- _Data_
-------------------------

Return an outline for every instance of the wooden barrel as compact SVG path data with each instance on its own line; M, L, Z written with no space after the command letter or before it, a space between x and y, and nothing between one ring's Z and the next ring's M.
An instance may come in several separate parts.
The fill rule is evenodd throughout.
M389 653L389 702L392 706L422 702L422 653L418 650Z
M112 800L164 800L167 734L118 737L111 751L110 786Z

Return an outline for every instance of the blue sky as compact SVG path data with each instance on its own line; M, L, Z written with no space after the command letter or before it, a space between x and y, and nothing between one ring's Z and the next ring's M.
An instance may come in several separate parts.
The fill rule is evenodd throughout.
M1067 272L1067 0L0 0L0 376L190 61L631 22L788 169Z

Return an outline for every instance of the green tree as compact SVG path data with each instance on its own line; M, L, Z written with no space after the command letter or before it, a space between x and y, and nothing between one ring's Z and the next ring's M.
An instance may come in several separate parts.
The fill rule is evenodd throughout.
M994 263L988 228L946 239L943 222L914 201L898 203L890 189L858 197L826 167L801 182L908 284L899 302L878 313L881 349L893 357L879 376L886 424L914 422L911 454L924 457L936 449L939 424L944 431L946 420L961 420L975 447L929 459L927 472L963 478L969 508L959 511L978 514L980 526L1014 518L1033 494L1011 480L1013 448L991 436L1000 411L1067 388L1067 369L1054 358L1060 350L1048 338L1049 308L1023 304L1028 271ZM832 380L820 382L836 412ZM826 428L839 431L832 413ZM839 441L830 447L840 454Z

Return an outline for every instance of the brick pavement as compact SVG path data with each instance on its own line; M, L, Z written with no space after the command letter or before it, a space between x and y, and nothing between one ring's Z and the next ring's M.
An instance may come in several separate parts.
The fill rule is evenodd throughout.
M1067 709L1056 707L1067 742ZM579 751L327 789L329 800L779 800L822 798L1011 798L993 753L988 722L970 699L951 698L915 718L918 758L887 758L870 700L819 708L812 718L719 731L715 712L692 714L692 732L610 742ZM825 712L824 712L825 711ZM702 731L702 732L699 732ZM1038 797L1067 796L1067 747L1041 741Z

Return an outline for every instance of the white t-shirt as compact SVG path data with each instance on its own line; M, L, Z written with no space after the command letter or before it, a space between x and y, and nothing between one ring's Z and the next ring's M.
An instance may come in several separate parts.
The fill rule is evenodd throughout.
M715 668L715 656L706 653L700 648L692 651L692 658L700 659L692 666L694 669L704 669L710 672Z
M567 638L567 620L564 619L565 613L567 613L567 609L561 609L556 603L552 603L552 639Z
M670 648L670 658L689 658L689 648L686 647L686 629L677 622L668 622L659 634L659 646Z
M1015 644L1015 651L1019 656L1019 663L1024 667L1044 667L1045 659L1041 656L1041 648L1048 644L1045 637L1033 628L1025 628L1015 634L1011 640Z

-------------------------

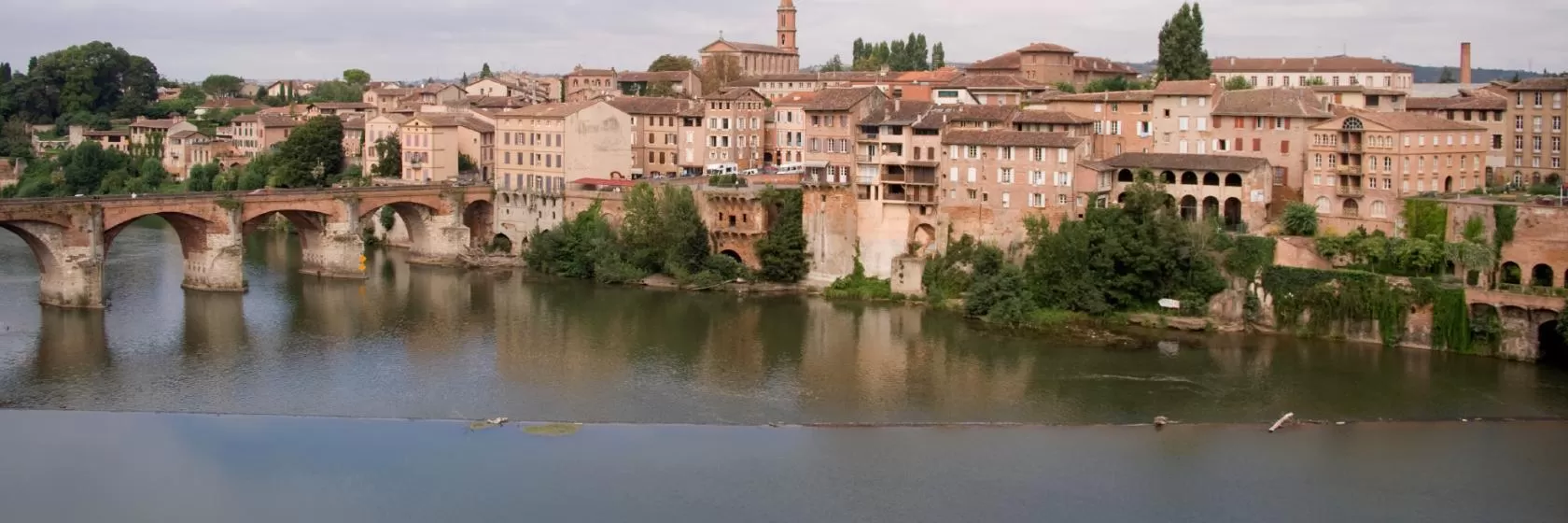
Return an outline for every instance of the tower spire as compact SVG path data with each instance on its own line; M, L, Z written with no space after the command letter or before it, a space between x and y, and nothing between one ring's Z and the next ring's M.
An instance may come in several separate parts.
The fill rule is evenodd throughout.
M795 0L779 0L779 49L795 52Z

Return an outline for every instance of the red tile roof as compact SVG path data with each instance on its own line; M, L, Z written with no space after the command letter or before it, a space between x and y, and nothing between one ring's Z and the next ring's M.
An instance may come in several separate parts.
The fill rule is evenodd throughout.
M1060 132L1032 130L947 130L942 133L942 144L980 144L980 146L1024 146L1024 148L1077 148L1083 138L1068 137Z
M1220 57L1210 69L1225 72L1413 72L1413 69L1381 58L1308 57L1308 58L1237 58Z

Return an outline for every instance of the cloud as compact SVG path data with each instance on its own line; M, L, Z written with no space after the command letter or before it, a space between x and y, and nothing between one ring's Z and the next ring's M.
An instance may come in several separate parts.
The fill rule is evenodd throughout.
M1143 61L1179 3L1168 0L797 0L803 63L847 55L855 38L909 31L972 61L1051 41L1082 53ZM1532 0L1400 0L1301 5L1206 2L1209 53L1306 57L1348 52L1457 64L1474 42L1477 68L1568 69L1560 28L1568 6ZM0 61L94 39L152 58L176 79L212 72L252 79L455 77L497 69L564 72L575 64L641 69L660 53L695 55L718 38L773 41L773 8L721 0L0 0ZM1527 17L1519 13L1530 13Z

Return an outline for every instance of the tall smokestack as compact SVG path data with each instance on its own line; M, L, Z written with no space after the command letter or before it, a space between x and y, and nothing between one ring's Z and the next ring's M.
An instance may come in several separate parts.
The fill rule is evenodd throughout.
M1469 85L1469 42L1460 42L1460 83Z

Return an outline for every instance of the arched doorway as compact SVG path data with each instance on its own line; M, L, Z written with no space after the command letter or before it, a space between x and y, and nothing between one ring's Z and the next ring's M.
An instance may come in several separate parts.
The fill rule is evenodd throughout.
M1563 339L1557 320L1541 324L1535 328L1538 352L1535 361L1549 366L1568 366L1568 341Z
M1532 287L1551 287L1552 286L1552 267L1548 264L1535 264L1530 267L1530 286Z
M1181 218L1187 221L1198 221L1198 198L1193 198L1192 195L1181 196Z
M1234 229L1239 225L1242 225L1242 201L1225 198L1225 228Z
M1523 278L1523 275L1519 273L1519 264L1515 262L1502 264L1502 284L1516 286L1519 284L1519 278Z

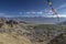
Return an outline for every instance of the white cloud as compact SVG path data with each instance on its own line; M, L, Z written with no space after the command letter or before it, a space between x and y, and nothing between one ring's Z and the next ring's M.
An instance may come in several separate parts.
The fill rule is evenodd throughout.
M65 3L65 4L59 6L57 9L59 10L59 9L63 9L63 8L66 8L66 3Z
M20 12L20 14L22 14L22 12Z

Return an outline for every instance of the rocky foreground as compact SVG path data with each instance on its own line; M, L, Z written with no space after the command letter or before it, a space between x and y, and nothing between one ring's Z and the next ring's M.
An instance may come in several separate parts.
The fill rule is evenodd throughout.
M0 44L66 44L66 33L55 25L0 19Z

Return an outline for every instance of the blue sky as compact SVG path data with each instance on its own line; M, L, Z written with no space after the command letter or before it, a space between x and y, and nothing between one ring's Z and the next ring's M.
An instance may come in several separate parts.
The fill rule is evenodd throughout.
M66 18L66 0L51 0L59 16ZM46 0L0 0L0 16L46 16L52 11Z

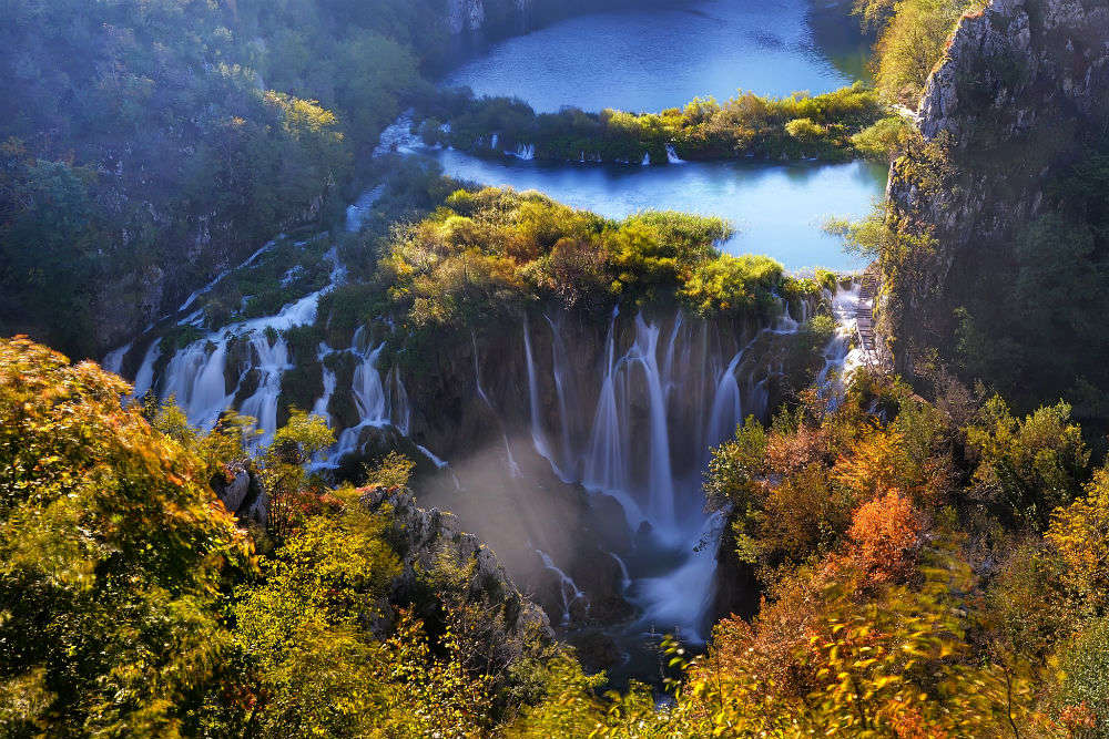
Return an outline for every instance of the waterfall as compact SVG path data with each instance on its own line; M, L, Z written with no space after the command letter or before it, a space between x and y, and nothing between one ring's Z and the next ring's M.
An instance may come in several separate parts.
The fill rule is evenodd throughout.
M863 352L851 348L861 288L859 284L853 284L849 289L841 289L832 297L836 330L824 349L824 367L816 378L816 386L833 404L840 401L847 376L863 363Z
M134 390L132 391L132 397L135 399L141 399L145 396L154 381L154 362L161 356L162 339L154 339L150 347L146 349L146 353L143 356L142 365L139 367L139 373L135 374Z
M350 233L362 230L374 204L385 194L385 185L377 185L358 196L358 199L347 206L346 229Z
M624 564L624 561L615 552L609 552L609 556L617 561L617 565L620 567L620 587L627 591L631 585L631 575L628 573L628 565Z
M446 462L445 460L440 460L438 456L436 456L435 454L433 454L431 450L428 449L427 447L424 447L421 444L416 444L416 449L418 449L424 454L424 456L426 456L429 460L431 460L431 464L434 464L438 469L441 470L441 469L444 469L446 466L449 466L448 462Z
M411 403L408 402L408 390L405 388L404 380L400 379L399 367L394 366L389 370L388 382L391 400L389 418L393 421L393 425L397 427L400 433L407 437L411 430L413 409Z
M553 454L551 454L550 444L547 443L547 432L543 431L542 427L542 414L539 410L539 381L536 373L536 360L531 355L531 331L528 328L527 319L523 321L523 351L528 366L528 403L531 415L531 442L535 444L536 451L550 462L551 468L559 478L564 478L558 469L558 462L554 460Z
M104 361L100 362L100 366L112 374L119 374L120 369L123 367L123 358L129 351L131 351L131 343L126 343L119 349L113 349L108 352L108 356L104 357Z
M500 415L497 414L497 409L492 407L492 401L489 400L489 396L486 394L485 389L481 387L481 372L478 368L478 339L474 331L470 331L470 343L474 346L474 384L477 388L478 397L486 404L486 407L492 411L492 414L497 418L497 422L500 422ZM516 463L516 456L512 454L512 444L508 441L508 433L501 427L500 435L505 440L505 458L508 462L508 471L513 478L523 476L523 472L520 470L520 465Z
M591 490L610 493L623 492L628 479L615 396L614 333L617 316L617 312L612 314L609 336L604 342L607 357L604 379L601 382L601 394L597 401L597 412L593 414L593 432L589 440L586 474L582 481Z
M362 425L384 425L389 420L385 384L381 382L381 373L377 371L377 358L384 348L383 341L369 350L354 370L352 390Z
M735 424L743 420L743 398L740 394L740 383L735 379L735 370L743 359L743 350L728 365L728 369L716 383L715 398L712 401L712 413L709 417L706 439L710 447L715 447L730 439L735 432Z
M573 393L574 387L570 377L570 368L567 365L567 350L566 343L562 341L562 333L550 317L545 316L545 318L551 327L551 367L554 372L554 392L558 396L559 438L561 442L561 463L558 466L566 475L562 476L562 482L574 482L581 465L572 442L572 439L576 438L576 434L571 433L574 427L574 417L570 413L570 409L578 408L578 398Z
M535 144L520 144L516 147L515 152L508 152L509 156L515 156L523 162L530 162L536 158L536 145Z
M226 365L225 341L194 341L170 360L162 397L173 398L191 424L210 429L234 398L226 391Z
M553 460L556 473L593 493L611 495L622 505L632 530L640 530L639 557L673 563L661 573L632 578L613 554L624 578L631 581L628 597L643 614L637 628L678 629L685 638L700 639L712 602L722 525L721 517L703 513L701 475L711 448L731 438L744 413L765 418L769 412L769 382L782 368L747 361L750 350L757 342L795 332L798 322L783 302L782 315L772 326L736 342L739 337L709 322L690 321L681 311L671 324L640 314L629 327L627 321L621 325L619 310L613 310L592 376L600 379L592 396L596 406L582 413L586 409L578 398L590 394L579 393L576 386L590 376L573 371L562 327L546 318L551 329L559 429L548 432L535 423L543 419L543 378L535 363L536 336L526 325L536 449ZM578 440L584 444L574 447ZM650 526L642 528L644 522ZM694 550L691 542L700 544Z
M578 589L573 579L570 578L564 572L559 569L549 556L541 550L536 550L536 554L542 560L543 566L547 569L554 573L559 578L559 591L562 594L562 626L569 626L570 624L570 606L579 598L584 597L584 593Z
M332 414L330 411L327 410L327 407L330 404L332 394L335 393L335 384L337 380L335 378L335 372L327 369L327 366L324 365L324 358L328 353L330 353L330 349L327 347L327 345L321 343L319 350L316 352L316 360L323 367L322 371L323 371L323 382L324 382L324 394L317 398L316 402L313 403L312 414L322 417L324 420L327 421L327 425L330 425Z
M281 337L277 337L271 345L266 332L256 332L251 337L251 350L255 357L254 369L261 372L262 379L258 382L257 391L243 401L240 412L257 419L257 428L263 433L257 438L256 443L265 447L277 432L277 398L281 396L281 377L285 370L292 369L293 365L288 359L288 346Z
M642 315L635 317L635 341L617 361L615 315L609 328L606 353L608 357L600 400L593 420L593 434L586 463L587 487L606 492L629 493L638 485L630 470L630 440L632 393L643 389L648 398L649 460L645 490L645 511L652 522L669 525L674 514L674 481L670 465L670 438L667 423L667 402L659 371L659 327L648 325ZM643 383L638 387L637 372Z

-------------------------

- _Do this_
Set down the rows from the line containing "Return an outline for every instance of the red" through the line containing "M1143 61L1179 3L1168" exactly as they appear.

- _Finished answer_
Return an outline for every instance of the red tile roof as compact SVG path data with each instance on its own line; M, L, Z written with no space after the command letter or before it, a space between x and y, and nothing between one ring's Z and the next ring's M.
An instance may come in several separate parts.
The fill rule is evenodd throughout.
M1060 132L1032 130L947 130L942 133L942 144L980 144L980 146L1024 146L1024 148L1077 148L1083 138L1068 137Z
M1220 57L1210 69L1225 72L1413 72L1413 69L1381 58L1308 57L1308 58L1237 58Z

Return an outline for every instance of the cloud as compact SVG path data with each instance on its own line; M, L, Z written with no space after the command letter or before it, a space between x and y, and nothing between one ring's Z and the next ring's M.
An instance may come in several separate parts.
The fill rule is evenodd throughout.
M1143 61L1179 3L1168 0L797 0L803 63L847 55L855 38L909 31L972 61L1051 41L1082 53ZM1532 0L1400 0L1301 5L1206 2L1209 53L1306 57L1348 52L1457 64L1474 42L1477 68L1568 69L1560 28L1568 6ZM0 61L94 39L152 58L176 79L212 72L252 79L455 77L497 69L564 72L575 64L641 69L660 53L695 55L718 38L773 41L773 8L721 0L0 0ZM1527 17L1519 13L1530 13Z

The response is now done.